EXERCISE DIRECTIONS: Translate this sentence from the policy text on entrepreneurs' access to capital into Spanish: "Too many Americans have been denied the opportunity to turn their ideas into businesses because they lacked the funding required to do so."

Too many Americans have been denied the opportunity to turn their ideas into businesses because they lacked the funding required to do so. Between 90% and 95% of entrepreneurs who hire employees require some amount of financing to start their businesses, making capital a critical requirement for new business creation. However, many government programs meant to provide capital to entrepreneurs are biased in favor of established businesses instead of newer businesses. To address the significant and persistent gaps in access to capital, the president should announce a coordinated initiative across the federal government to close such gaps for entrepreneurs everywhere by 2030. In doing so, the president should:
- Instruct the U.S. Treasury Department, Small Business Administration (SBA), and other relevant departments and agencies to make concrete recommendations for how existing capital access programs can be improved to reflect the fact that the age of a business, not its size, is the key factor in job creation, and to direct more support to entrepreneurs launching new businesses.

EXTRACTED ENTRIES:
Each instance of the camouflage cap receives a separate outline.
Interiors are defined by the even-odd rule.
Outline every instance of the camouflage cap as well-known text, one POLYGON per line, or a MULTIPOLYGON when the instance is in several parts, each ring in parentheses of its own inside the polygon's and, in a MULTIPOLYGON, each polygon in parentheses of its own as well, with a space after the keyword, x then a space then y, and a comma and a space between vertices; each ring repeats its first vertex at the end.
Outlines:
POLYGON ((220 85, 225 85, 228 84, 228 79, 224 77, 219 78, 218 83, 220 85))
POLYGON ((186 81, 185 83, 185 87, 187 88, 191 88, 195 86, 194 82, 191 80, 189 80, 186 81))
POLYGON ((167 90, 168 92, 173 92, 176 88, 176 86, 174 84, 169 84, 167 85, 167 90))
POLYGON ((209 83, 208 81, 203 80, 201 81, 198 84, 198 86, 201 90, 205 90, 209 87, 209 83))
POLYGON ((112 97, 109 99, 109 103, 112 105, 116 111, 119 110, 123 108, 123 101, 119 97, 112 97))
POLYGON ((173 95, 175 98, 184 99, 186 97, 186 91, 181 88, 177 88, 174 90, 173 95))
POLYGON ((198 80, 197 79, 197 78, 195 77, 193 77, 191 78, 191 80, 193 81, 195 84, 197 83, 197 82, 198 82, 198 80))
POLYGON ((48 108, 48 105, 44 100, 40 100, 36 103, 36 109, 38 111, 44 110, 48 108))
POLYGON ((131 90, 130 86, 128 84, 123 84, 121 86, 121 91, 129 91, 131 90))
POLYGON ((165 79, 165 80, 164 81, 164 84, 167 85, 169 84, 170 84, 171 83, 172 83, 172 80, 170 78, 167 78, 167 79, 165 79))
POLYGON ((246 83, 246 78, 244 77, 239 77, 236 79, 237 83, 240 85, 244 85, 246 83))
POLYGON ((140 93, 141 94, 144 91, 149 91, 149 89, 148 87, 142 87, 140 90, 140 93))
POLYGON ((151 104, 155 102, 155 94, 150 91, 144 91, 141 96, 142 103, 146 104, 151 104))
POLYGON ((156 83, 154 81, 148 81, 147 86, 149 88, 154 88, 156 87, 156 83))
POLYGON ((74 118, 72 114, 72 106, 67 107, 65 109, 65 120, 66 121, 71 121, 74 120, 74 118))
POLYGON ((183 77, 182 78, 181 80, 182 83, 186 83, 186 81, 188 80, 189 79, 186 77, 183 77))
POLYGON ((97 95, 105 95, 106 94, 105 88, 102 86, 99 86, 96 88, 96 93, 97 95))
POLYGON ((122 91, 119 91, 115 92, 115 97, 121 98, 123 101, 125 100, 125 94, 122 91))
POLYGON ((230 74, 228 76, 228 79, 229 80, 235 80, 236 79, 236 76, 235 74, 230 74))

RESULT BELOW: A demasiados estadounidenses se les ha negado la oportunidad de convertir sus ideas en negocios porque carecían de la financiación necesaria para hacerlo.